=== Begin Enclosure ===

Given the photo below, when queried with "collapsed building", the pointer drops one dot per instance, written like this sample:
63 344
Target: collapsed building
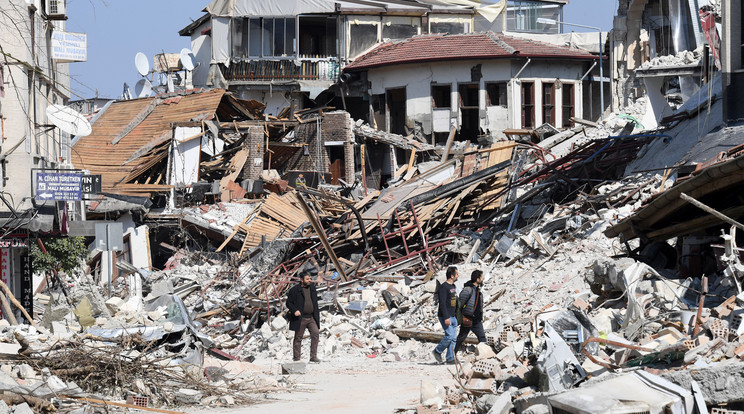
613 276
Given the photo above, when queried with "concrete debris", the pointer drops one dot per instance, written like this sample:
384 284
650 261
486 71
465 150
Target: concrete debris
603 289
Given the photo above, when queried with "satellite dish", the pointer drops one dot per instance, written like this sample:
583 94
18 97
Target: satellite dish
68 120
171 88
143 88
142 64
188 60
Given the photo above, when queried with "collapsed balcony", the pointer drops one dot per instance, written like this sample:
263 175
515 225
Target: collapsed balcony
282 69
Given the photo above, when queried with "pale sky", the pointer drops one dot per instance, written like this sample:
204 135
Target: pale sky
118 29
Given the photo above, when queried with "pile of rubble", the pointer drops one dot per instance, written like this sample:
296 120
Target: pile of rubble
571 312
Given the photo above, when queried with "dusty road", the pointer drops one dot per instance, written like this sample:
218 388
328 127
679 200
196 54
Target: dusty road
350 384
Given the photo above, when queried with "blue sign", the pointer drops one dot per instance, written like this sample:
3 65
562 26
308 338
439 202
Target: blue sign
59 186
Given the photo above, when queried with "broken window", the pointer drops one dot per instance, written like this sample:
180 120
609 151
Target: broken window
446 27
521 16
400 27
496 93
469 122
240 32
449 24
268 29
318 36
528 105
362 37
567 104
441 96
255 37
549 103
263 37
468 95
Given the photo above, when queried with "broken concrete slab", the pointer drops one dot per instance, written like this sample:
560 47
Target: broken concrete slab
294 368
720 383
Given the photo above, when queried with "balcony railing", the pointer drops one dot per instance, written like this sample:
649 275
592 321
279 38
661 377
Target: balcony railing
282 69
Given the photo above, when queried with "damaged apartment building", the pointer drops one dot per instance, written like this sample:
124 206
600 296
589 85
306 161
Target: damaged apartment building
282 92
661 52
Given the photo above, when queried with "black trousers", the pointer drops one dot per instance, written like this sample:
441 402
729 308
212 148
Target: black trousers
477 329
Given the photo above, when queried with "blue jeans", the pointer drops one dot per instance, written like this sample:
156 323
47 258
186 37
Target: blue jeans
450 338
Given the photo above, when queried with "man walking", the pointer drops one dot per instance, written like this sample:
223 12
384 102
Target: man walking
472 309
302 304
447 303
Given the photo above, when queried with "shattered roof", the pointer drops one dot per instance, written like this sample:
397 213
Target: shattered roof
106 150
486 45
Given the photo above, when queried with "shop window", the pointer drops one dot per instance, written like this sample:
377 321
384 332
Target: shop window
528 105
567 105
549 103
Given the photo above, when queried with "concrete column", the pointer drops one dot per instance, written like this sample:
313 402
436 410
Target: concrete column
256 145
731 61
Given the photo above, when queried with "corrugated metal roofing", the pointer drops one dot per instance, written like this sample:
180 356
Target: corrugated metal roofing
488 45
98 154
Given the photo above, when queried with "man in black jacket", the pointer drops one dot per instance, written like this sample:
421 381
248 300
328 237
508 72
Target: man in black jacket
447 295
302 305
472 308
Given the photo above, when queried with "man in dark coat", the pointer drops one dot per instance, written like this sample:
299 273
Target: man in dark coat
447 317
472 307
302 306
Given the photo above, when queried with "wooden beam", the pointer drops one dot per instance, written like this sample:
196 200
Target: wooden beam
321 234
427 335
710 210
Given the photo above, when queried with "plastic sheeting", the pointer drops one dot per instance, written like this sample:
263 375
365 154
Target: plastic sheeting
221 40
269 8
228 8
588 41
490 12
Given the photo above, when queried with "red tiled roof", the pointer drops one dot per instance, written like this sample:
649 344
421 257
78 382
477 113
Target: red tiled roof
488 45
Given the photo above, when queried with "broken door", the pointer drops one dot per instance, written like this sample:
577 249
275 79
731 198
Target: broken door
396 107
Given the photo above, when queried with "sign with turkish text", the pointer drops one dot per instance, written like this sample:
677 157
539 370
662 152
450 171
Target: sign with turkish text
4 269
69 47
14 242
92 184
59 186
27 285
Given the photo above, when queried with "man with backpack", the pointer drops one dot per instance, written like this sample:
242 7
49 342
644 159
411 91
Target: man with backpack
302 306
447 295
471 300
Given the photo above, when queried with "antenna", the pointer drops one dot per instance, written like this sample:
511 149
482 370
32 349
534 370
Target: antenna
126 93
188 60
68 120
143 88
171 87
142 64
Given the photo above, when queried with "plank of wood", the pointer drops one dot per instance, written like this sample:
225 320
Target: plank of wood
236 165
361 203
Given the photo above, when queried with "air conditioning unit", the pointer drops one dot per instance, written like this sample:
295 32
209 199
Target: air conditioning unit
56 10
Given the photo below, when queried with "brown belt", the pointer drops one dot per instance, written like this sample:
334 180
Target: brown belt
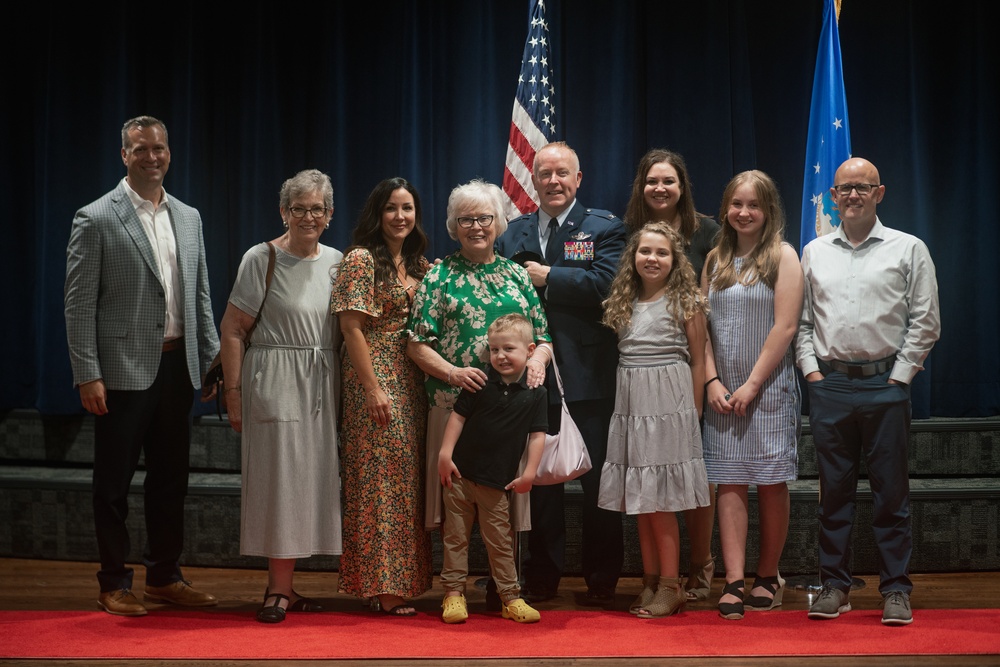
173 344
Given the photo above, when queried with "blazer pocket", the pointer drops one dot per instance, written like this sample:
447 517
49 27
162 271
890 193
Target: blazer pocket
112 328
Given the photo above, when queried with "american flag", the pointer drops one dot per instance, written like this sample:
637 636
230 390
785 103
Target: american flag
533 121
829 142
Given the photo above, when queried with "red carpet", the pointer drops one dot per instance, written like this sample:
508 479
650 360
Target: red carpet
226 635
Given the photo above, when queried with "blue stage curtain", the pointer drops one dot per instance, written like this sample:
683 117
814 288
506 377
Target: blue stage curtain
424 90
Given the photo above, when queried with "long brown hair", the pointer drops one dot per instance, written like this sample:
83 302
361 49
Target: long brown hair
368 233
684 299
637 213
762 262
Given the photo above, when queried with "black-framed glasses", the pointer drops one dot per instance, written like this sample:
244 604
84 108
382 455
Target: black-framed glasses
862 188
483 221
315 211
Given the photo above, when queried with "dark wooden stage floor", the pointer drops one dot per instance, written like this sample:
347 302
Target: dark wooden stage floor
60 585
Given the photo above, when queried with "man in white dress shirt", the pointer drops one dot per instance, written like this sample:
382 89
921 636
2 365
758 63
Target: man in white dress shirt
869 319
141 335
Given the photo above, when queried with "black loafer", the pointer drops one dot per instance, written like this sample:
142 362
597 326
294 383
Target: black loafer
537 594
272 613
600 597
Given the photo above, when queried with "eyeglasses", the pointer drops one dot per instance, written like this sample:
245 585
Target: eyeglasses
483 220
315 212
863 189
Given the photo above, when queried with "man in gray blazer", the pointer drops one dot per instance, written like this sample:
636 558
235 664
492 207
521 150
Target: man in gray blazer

=== End Enclosure ===

* [Task description]: Without the images, print all of the lines above exactly.

* [Output for this task]:
Given the photo below, when queried with "collapsed building", the pointer drops one dot per instance, written like this sample:
63 344
Target: collapsed building
613 276
Given the photo above, when queried with "concrete debris", the pointer drops one dot per instance, written like this sample:
384 284
650 261
486 71
465 150
Target: concrete debris
603 289
Given the photo above, when queried with "satellite dish", the pointer drops one dot per instance, written like this sample:
583 94
18 97
Target: satellite dish
68 120
171 88
143 88
142 64
188 60
Given the photo above, when queried with "collapsed balcony", the pointer drops one dot per instance, written like this sample:
263 175
515 225
Target: collapsed balcony
282 69
Given the photo above, when queried with "pale sky", the pointer drops one dot per instance, written like this sample:
204 135
Target: pale sky
118 29
Given the photo above, when queried with "pile of rubble", the pointer drops one dot per instance, written like this sample:
296 120
Target: pile of rubble
571 312
Given the photo above, when queried with "dusty road", the pointer drops one dot per instance, written like this sample:
218 388
328 127
679 200
196 54
Target: dusty road
350 384
Given the photo above, when queried with "blue sign", the pointer drops one dot per instance, written like this sample:
3 65
562 26
308 338
439 202
Target: blue sign
59 186
Given the photo above, when queried with "broken window", the pointer drops one dot per instance, written like this sample:
180 120
609 151
Target: broken window
446 27
521 16
400 27
496 93
469 122
240 32
449 24
268 29
318 36
528 105
362 37
567 104
441 96
255 37
549 103
263 37
468 95
Given the photo above, when queried with "broken concrete slab", the pointer drops one dot per instance, written like this sample:
560 47
Target: broken concrete slab
294 368
720 383
Given the photo above, when queried with "balcony railing", the pointer drops one dot per instance, written like this sample:
649 275
592 321
279 38
661 377
Target: balcony railing
282 69
Given the photo above, when queried with "damaged apartment building", the pointer drops one dot per instance, written like this sample:
124 206
600 296
589 85
306 161
Target: damaged apartment building
282 92
661 52
Given the photo above, when queried with "black trousers", the pointer drops one dot per instance, written like this sample:
441 402
729 308
212 148
Target: black trousers
477 329
Given the photo above, when queried with "blue jeans", the pointer drops one dot per instance, written like this sample:
156 323
47 258
186 37
Target: blue jeans
450 338
Given the photo above, when queried with "man walking", the pointer drops one dot per instance, written like this sample:
223 12
384 102
Target: man walking
472 309
302 304
447 303
Given the photo above, when queried with "shattered roof", the pointer drops one dot per instance, written like this sample:
397 213
Target: shattered roof
106 150
486 45
Given the photo above, when queried with "shop window", the pointer drops one dot per instance, written like this sample:
377 321
384 332
Target: shop window
528 105
567 105
549 103
Given the photo above, when queried with "concrete column", the pointer drops one dot per instance, written like this sample:
313 402
436 410
Target: concrete column
256 145
731 61
Given the photo above, when queried with "corrugated metal roofing", the pointer drops one dot per instance, written like this sample:
180 356
Target: corrugated metal roofing
488 45
98 154
Given the photo above, when queried with "man in black jacket", the pointer drops one dot per instance, written like this sample:
421 381
248 300
328 237
508 72
Target: man in black jacket
447 295
302 305
472 308
Given the photo above, when queried with "man in dark coat", the pointer drops one dot per instance, written like this sample:
299 273
Target: man in dark coat
447 317
472 307
302 306
Given the photo above, when queried with "wooden beam", the pointer drops one dot per instance, written like this sample:
196 200
Target: wooden beam
321 234
427 335
710 210
Given the photo above, when queried with "plastic sheeting", the pointer drops one dot per instance, written like this sample:
263 375
365 154
Target: plastic sheeting
221 40
269 8
228 8
588 41
490 12
Given the photo above, when queried with "red tiled roof", the pointer drops one dot per instance, written like this sample:
649 344
421 257
78 382
477 113
Target: red tiled roof
488 45
Given the photo above, when queried with "broken door", the pointer drops one dot per instance, written like this sample:
577 249
275 79
731 198
Target: broken door
396 107
Given the photo above, when queried with "sign with turkish text", the pointer drops one dot per instance, written like this sample:
677 157
539 370
662 152
450 171
Target: sign with turkish text
4 269
69 47
14 242
92 184
59 186
27 285
Given the photo above, when queried with "man with backpack", the pointer drops one dot per instance, written like this sample:
242 7
49 342
644 159
411 91
Target: man with backpack
302 306
447 295
471 300
Given the photo above, when queried with "antenna", the pointer drops one dot per instance, written like this sample:
511 149
482 370
32 349
534 370
Target: antenna
126 93
188 60
68 120
143 88
171 87
142 64
Given the photo above, when queried with "plank of wood", the pointer drops one dot per instance, written like this sample:
225 320
Target: plank of wood
236 165
361 203
Given the photo above, when queried with "air conditioning unit", the pointer drops one dot per instance, written like this sample:
295 32
209 199
Target: air conditioning unit
56 10
Given the photo below, when queried with "brown belt", the pointer drops one dot per instance, written like this sample:
334 180
Target: brown belt
173 344
Given the photo above, when queried with "blazer pocket", the pointer drops one dot per instance, written like this sample:
447 517
49 27
162 271
890 193
Target: blazer pocket
112 328
Given the photo above, when queried with "american flag", the pointer drops one dot per instance, written like this sample:
637 636
230 390
785 103
Target: american flag
533 121
829 142
Given the photo above, when queried with "red carpet", the pointer drops one dot per instance, written like this sample:
508 479
650 360
Target: red carpet
226 635
Given the photo above, when queried with "blue stage curtain", the pointer drops one dot per instance, written like this sample:
683 117
814 288
506 377
Target: blue stage curtain
424 90
Given the photo above, when queried with "long brown hair", the pointer drops one dot per instance, written like this sample:
83 302
361 49
Target: long brown hair
368 233
684 299
637 213
762 262
Given the photo above, when queried with "black-framed glasses", the pointer drops one dot per instance, written like this sample:
244 604
84 108
382 455
Target: black-framed glasses
862 188
483 221
315 211
Given the photo above, when queried with "dark wooden stage floor", the pointer drops one dot per instance, written like this sample:
347 302
Target: dark wooden stage floor
60 585
Given the photo above, when queried with "man in white dress shirt", the pointer drops one dot per instance, written like this sample:
382 89
921 636
2 365
758 63
Target: man in white dress shirt
869 319
141 335
Given the photo above, when queried with "black loafer", the pointer drops one dot per instance, written like this sample:
142 362
597 326
294 383
Target: black loafer
537 594
272 613
600 597
Given the photo above, when queried with "eyeglasses", the pointer drops one dot per instance, written like this sample:
245 585
Target: eyeglasses
483 220
315 212
863 189
Given the photo above, when queried with "man in gray blazer", the pointer drops one dot per instance, written like this sample:
636 558
235 664
492 207
521 150
Target: man in gray blazer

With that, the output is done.